● Pagina:
┄┄┄┄┄┄

Appellante la Soc. Postumia, la Corte di Venezia, con sentenza emessa il 21.05.1997, dopo aver puntualizzato che la controversia riguardava le somme già maturate a debito del Comune appaltante per lavori eseguiti (pacificamente dalla sola Soc. Postumia) alla data della dichiarazione del fallimento della soc. Z. per la parte che alla data suddetta risultava non ancora pagata ha riformato la sentenza del tribunale e, accogliendo le domande dell'attrice, ha condannato la curatela (perché in forza della sentenza di primo grado, provvisoriamente esecutiva, la stessa aveva intanto fatto proprie le somme depositate) a corrispondere alla società attrice le somme stesse.

┄┄┄┄┄┄

● Da fare:
**a.** Traduci in inglese questa frase della pagina: "Appellante la Soc. Postumia, la Corte di Venezia, con sentenza emessa il 21.05.1997, dopo aver puntualizzato che la controversia riguardava le somme già maturate a debito del Comune appaltante per lavori eseguiti (pacificamente dalla sola Soc. Postumia) alla data della dichiarazione del fallimento della soc. Z. per la parte che alla data suddetta risultava non ancora pagata ha riformato la sentenza del tribunale e, accogliendo le domande dell'attrice, ha condannato la curatela (perché in forza della sentenza di primo grado, provvisoriamente esecutiva, la stessa aveva intanto fatto proprie le somme depositate) a corrispondere alla società attrice le somme stesse."
**b.** Estrai dalla pagina il passo che va da "Appellante la Soc." fino a "le somme stesse." compreso.
I record provengono da un'altra fonte.

┄┄┄┄┄┄

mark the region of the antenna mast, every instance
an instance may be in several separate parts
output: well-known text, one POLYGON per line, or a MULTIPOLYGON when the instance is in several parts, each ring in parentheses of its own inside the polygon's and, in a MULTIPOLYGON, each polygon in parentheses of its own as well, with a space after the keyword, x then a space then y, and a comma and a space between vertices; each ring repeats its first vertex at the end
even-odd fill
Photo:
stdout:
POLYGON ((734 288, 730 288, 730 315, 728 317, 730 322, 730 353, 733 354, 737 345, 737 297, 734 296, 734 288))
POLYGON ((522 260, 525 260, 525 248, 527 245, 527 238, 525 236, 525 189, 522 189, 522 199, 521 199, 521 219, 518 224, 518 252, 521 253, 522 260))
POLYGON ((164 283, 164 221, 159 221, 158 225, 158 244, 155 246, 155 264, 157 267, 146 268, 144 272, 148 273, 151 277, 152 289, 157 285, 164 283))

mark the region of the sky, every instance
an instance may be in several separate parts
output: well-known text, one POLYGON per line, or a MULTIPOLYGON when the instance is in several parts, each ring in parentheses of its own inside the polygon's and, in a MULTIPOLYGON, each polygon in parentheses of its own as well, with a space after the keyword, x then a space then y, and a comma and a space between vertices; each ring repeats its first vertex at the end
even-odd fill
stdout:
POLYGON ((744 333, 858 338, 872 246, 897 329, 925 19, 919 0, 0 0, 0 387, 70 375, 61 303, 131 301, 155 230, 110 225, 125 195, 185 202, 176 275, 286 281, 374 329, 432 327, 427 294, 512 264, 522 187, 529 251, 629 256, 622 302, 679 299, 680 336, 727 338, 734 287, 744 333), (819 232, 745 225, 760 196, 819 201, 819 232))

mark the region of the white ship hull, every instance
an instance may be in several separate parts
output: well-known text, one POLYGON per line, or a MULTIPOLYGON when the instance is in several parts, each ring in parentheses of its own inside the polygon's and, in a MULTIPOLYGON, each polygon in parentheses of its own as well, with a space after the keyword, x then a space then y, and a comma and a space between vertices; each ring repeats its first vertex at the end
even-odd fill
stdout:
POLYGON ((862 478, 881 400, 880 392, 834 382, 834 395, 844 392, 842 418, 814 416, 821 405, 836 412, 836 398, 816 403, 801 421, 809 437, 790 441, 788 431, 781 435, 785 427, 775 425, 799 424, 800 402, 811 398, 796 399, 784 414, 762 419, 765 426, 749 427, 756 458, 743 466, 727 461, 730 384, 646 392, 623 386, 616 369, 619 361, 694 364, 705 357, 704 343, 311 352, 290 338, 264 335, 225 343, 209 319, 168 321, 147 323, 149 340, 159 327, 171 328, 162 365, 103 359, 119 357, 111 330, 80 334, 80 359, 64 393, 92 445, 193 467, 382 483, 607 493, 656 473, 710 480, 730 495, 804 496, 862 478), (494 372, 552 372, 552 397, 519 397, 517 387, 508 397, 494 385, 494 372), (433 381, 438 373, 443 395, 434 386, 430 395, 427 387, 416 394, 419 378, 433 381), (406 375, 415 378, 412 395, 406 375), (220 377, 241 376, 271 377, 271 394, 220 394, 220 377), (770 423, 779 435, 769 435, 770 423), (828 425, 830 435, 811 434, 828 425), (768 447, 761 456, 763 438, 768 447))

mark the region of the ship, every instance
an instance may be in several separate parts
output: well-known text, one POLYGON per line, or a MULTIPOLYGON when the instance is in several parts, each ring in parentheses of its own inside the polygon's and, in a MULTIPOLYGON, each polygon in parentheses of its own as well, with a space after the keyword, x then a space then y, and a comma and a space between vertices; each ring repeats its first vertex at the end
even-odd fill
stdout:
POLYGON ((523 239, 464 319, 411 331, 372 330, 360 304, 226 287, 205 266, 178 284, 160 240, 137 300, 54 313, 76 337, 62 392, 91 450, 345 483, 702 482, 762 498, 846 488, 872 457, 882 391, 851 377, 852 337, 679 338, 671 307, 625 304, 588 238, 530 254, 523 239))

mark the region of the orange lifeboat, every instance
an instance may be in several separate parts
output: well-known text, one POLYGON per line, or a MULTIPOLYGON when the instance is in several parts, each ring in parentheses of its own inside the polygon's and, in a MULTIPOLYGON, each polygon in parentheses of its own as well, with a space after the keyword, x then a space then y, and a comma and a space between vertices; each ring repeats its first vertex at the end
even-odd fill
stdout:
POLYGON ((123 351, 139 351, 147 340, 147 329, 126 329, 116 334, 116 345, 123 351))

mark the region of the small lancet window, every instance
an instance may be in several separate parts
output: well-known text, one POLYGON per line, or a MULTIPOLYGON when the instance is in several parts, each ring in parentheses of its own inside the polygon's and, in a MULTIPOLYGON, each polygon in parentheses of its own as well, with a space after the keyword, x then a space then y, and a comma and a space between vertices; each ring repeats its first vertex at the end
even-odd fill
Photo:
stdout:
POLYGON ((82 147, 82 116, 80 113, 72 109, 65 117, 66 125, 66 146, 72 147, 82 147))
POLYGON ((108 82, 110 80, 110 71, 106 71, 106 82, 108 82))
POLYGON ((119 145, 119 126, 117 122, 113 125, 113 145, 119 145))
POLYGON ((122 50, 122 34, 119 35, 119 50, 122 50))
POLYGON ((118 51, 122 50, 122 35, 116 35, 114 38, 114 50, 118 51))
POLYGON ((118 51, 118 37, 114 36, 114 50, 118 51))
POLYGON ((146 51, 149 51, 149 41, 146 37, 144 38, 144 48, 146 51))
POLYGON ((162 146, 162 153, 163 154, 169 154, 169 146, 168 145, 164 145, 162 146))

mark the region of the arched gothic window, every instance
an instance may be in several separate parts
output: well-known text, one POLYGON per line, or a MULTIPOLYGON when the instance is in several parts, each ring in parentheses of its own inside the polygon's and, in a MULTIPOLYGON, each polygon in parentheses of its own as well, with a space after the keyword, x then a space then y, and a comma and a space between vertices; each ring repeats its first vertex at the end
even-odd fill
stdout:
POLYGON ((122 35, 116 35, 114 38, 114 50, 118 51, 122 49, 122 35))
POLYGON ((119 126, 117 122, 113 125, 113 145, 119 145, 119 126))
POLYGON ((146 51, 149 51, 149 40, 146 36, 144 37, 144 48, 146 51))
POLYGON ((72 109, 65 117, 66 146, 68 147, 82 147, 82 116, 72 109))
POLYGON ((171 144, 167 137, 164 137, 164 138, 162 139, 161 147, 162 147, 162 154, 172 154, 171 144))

┄┄┄┄┄┄

● Risultati per compito:
**a.** On appeal by Soc. Postumia, the Court of Venice, by a judgment issued on 21.05.1997, after specifying that the dispute concerned the sums already accrued as a debt of the contracting Municipality for works performed (undisputedly by Soc. Postumia alone) as of the date of the declaration of bankruptcy of soc. Z., for the part that as of that date was still unpaid, reversed the judgment of the tribunal and, granting the plaintiff's claims, ordered the bankruptcy trustee (because, on the strength of the first-instance judgment, which was provisionally enforceable, the trustee had meanwhile taken the deposited sums for itself) to pay those same sums to the plaintiff company.

**b.**
Appellante la Soc. Postumia, la Corte di Venezia, con sentenza emessa il 21.05.1997, dopo aver puntualizzato che la controversia riguardava le somme già maturate a debito del Comune appaltante per lavori eseguiti (pacificamente dalla sola Soc. Postumia) alla data della dichiarazione del fallimento della soc. Z. per la parte che alla data suddetta risultava non ancora pagata ha riformato la sentenza del tribunale e, accogliendo le domande dell'attrice, ha condannato la curatela (perché in forza della sentenza di primo grado, provvisoriamente esecutiva, la stessa aveva intanto fatto proprie le somme depositate) a corrispondere alla società attrice le somme stesse.